Dataset records on where objects are located:
··········

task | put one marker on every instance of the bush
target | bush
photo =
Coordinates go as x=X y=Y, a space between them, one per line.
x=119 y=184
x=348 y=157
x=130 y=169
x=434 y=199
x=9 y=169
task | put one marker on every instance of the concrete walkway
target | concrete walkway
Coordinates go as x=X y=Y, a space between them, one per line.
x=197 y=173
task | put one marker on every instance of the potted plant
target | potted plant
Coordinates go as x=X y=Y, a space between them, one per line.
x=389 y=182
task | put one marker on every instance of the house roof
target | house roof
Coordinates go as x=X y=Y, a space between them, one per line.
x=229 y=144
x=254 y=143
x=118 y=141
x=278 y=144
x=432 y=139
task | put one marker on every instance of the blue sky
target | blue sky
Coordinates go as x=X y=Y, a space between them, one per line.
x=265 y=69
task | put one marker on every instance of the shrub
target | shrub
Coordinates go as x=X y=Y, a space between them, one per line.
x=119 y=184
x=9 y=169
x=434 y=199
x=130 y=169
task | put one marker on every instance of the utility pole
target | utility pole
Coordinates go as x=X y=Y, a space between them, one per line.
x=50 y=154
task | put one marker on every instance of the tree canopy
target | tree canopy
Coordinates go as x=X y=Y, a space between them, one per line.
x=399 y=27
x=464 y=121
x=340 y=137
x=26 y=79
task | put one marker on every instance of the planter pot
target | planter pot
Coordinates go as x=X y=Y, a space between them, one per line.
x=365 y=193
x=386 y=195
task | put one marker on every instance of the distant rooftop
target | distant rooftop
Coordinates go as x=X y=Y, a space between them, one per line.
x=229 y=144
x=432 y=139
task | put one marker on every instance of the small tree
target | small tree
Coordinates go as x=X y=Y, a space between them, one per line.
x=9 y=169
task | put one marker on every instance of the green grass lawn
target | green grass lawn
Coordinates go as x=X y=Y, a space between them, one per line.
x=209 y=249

··········

Can you express these records as a two-column CSV with the columns request and answer, one row per record, putting each value in a single quoted field and turning its line breaks into spaces?

[Result]:
request,answer
"task | put one marker on every instance of the bush target | bush photo = Coordinates go as x=X y=Y, a space between them, one per line.","x=119 y=184 x=348 y=157 x=130 y=169 x=434 y=199 x=9 y=169"
"task | put one marker on every instance of the concrete walkway target | concrete walkway Coordinates go as x=X y=Y, a space between them, one per line.","x=197 y=173"
"task | put one marker on every instance of the potted plant target | potted plant Coordinates go as x=X y=Y, a space between them, one per line.","x=389 y=182"
"task | put one marker on every instance of the house roof target | house roof Coordinates go as x=X y=Y, a space between them, one per line.","x=229 y=144 x=254 y=143 x=118 y=141 x=278 y=144 x=432 y=139"
"task | put one marker on every instance of the blue sky target | blue sky Coordinates go as x=X y=Y, a space between them, one per line.","x=265 y=69"
"task | put one marker on every instance of the shrub target | shrub Coordinates go as x=X y=Y, a space between them, one per line.","x=119 y=184 x=9 y=169 x=434 y=199 x=130 y=169"
"task | put one marker on every instance of the utility pole target | utility pole Coordinates go as x=X y=Y, a space between them, one per line.","x=50 y=154"
"task | put one marker on every instance of the tree canopy target | tree canopy Coordinates go as x=X y=Y, a space between them, one per line.","x=399 y=27 x=464 y=121 x=340 y=137 x=26 y=79"
"task | put one marker on every instance of the planter pot target | planter pot Coordinates go as x=X y=Y, a space between them, one per line.","x=365 y=193 x=386 y=195"
"task | put one marker on every instance of the distant rooftop target | distant rooftop Coordinates go as x=X y=Y, a space between them, one per line.","x=229 y=144 x=432 y=139"
"task | put one marker on every instance of the small tree target | small tree Coordinates go as x=X y=Y, a space between them, one per line.","x=9 y=169"
"task | put one marker on every instance of the green grass lawn target | green grass lawn Coordinates go as x=X y=Y, a space between them, one per line.","x=209 y=249"